• [Text shown]:
..............................
How To Build A Base For An Apron Front Sink
The "farmhouse" sink has been around for a long time but it is only recently that it has become popular in upscale kitchen design. Also called an apron sink or apron-front sink, these distinctive fixtures transform a purely utilitarian vessel into a focal point of your kitchen. But installing one is a rather different project than hooking up an ordinary drop-in stainless steel sink. Unlike drop-in or undermount sinks, apron sinks are supported independently from the kitchen countertop. They rest either on cleats or on a self-standing platform. In most cases, you can use the surrounding cabinets as anchors for cleats to support your apron sink.
Not every type of countertop is suited for an apron sink—at least not without significant modifications. Because the finished height of the sink is ideally lower than the surrounding countertop, the inner core of the countertop will be exposed. In a laminated, tiled or post-form countertop, this is problematic; but it can be solved by making a cutout and trimming the edges with a strip of plastic laminate or with tiles. But a more elegant solution is to install your apron sink in a countertop made of a contiguous material, such as solid-surface material, composite stone (quartz) or butcher block.
..............................
• [Data lines]:

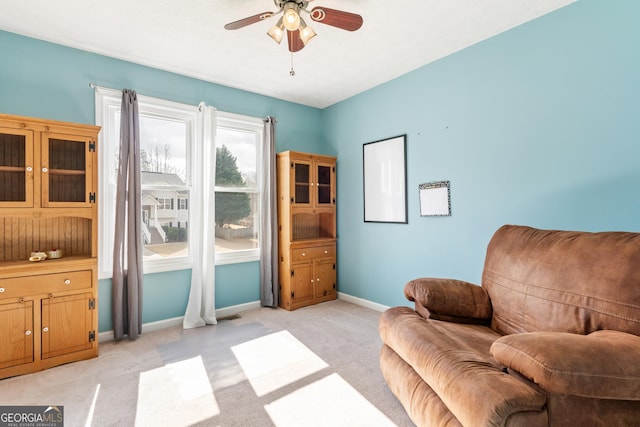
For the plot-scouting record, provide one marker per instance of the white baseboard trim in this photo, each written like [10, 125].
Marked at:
[177, 321]
[221, 313]
[232, 311]
[362, 302]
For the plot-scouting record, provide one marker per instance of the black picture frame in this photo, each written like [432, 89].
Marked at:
[385, 180]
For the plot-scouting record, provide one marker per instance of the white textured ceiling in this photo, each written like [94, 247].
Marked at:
[187, 37]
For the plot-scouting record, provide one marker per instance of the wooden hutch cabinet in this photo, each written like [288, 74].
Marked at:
[307, 228]
[48, 204]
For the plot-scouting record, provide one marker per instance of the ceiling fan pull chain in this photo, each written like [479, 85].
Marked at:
[292, 72]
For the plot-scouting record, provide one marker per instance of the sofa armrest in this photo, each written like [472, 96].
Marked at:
[449, 300]
[601, 365]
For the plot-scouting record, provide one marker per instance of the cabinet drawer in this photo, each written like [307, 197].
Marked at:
[29, 285]
[305, 254]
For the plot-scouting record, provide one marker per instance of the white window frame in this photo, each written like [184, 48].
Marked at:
[107, 103]
[240, 122]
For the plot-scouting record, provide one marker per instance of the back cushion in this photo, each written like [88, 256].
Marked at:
[564, 281]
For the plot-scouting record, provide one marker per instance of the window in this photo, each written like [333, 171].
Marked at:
[170, 148]
[237, 187]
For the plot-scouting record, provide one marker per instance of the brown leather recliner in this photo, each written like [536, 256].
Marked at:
[551, 338]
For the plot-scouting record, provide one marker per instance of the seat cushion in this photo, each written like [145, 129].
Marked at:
[454, 360]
..............................
• [Your tasks]:
a: List the countertop materials that the text on apron-front sink bases names as contiguous.
b: Carry on the text about building a base for an apron-front sink from its last sentence.

• [Answers given]:
a: solid-surface material, composite stone (quartz), butcher block

b:
How to Install an Apron Sink
Typically, a farmhouse sink extends 1/2 to 1 inch past the font edge of the countertop, emphasizing the projection of the apron. Because they are quite heavy, usually made of enameled fireclay, you need to build a sturdy platform on which the sink can rest. This is normally done by propping a support platform on two or three cleats attached to the adjoining cabinets. For a home DIYer, the easiest countertop material to work with is butcher block. Butcher block also works well with the farmhouse aesthetic.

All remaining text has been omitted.